*Exercise directions*. Return all of the records below verbatim, leaving out the pictures.

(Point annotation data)
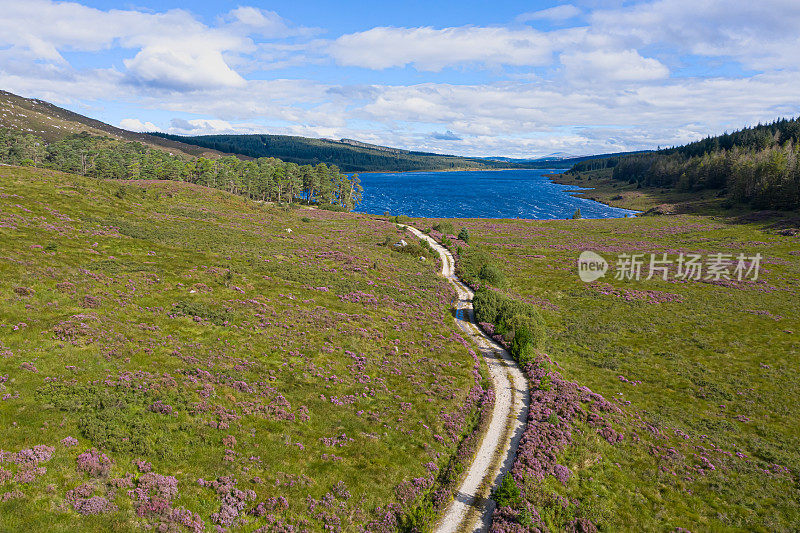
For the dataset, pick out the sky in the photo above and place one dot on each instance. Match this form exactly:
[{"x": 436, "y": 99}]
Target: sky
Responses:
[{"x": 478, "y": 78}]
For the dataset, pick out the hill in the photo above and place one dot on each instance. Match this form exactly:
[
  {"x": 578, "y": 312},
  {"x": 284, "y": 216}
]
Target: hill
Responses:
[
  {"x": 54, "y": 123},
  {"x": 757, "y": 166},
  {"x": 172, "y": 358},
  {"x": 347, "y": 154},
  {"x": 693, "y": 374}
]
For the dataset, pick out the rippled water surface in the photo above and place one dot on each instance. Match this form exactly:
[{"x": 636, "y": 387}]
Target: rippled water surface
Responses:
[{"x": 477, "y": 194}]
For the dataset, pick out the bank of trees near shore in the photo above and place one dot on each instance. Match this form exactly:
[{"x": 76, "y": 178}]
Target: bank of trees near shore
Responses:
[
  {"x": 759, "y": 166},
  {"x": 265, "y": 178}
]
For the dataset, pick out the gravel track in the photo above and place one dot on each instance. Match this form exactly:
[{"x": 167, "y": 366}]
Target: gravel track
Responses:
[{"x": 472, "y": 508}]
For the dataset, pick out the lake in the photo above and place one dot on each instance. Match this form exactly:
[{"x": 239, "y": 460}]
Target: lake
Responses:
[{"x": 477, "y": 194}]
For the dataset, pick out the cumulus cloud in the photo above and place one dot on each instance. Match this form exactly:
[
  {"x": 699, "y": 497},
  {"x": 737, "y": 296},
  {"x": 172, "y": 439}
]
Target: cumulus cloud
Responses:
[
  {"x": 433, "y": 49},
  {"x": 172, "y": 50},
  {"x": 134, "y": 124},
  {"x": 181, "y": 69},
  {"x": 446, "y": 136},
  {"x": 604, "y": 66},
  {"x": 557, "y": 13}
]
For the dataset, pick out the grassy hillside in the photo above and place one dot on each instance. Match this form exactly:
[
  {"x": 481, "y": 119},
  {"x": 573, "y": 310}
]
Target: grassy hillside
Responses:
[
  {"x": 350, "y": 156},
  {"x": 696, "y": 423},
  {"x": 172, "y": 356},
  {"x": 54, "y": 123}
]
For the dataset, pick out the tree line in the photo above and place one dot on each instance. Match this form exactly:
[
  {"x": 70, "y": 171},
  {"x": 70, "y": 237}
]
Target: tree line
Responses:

*Response below*.
For the dataset, pick out the sky in the photo above and place one dot on each instance. Match this form exactly:
[{"x": 436, "y": 99}]
Target: sky
Responses:
[{"x": 478, "y": 78}]
For the dataset, pick out the hill in the photo above and place one dot on each instance. Match this form exactly:
[
  {"x": 578, "y": 312},
  {"x": 284, "y": 216}
]
Target: hill
Responses:
[
  {"x": 54, "y": 123},
  {"x": 757, "y": 166},
  {"x": 172, "y": 358},
  {"x": 347, "y": 154},
  {"x": 693, "y": 374}
]
For the dataset, pick out the rippled water surface in the photo above and place one dot on each instance. Match this form exactly:
[{"x": 636, "y": 387}]
Target: rippled water surface
Responses:
[{"x": 477, "y": 194}]
For the dataset, pick out the bank of trees near shore in the photo above and place one dot on each instance. Match this form exactly:
[{"x": 76, "y": 178}]
Target: bank of trees near shore
Responses:
[
  {"x": 759, "y": 166},
  {"x": 265, "y": 178}
]
For the dataset, pick out the gravel track in the photo above and place one dot on each instance. Match this form exactly:
[{"x": 167, "y": 366}]
Target: gravel track
Responses:
[{"x": 472, "y": 508}]
For the dataset, pick out the lake in the photo above and place one dot on each instance. Match this form exactly:
[{"x": 239, "y": 460}]
Target: lake
Responses:
[{"x": 477, "y": 194}]
For the dataset, pick out the cumulus cloud in the photo above and place one dot on each instance. Match this form exactly:
[
  {"x": 699, "y": 497},
  {"x": 737, "y": 296},
  {"x": 172, "y": 439}
]
Target: cumulus cloud
Responses:
[
  {"x": 433, "y": 49},
  {"x": 172, "y": 50},
  {"x": 134, "y": 124},
  {"x": 181, "y": 69},
  {"x": 446, "y": 136},
  {"x": 604, "y": 66},
  {"x": 557, "y": 13}
]
For the dataset, pick out the grassy hillside in the photo above and place one dot on each instance. Match this form exactly:
[
  {"x": 481, "y": 119},
  {"x": 573, "y": 310}
]
Target: grassy hillside
Responses:
[
  {"x": 350, "y": 156},
  {"x": 696, "y": 423},
  {"x": 172, "y": 356},
  {"x": 54, "y": 123}
]
For the dataset, pick out the tree line in the photo above and place one dot on each instance. Match this form exactly:
[
  {"x": 70, "y": 171},
  {"x": 70, "y": 237}
]
Target: tree line
Responses:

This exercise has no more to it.